[[ Material to process, beginning ]]
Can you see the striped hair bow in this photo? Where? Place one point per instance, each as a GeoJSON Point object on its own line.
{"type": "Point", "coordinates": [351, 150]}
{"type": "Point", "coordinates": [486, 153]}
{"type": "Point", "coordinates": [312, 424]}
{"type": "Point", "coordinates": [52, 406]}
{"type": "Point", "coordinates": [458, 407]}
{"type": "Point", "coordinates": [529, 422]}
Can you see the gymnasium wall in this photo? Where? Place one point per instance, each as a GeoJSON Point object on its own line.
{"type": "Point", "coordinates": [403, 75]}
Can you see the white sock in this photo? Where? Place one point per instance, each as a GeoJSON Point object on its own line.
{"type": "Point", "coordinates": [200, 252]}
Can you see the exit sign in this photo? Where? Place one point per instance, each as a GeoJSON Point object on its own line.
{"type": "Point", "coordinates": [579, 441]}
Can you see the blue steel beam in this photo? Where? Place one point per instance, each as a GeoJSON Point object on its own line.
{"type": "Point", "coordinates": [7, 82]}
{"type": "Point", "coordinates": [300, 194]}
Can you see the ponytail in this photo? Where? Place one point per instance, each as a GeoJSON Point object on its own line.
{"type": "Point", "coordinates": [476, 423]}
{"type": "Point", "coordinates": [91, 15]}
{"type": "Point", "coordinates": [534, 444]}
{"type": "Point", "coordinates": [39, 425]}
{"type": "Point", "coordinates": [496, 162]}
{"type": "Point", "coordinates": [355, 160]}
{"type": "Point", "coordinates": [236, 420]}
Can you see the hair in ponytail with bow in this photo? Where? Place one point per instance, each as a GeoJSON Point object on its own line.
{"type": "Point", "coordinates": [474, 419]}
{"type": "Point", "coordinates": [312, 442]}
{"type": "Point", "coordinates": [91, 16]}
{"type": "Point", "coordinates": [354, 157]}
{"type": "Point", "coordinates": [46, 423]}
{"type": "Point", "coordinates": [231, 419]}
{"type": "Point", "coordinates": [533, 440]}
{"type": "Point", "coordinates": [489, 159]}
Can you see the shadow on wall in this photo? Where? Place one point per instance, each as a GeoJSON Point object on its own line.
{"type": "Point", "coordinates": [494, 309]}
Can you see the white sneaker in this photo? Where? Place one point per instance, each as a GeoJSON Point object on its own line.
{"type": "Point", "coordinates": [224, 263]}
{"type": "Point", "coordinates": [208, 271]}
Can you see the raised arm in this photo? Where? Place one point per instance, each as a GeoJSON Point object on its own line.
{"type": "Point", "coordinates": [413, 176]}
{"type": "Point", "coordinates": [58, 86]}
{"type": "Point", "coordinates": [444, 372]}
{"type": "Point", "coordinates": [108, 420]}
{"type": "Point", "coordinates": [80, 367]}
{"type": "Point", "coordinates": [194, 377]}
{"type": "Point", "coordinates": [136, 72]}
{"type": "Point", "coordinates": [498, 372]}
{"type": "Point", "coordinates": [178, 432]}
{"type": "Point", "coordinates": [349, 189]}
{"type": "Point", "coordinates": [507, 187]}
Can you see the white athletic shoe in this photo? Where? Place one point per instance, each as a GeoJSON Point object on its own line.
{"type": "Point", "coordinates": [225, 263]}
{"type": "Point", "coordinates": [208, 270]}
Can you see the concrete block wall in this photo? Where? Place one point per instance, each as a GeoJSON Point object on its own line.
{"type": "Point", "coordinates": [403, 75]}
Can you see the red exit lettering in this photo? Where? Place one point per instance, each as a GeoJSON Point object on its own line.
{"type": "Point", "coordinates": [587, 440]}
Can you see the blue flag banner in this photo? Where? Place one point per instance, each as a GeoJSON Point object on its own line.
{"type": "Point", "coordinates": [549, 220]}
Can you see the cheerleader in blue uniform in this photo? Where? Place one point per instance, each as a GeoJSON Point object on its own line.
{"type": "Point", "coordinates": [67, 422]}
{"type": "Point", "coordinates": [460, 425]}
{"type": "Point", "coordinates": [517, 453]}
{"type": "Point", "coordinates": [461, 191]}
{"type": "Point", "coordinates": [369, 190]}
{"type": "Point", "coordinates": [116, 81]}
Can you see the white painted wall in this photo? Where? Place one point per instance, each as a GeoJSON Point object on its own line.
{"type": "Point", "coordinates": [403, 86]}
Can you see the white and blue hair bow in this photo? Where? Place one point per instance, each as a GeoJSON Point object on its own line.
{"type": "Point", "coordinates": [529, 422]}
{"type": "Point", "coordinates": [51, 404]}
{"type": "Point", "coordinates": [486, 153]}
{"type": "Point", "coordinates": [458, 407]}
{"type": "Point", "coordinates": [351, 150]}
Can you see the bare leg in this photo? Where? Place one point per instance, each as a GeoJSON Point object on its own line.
[[ Material to process, end ]]
** Instructions to follow **
Each line from the one holding "Can you see the white and" through the last line of the data is to be transcribed exactly, with nothing else added.

** Solution to this problem **
Can you see the white and blue hair bow in this photo? Where? Place one point per instance, each as a GeoJSON Point object on its own line.
{"type": "Point", "coordinates": [529, 422]}
{"type": "Point", "coordinates": [51, 404]}
{"type": "Point", "coordinates": [486, 153]}
{"type": "Point", "coordinates": [458, 407]}
{"type": "Point", "coordinates": [351, 150]}
Can you see the bare leg in this photo? Where? Place one point per instance, each as a GeoJSON Point object on its own line.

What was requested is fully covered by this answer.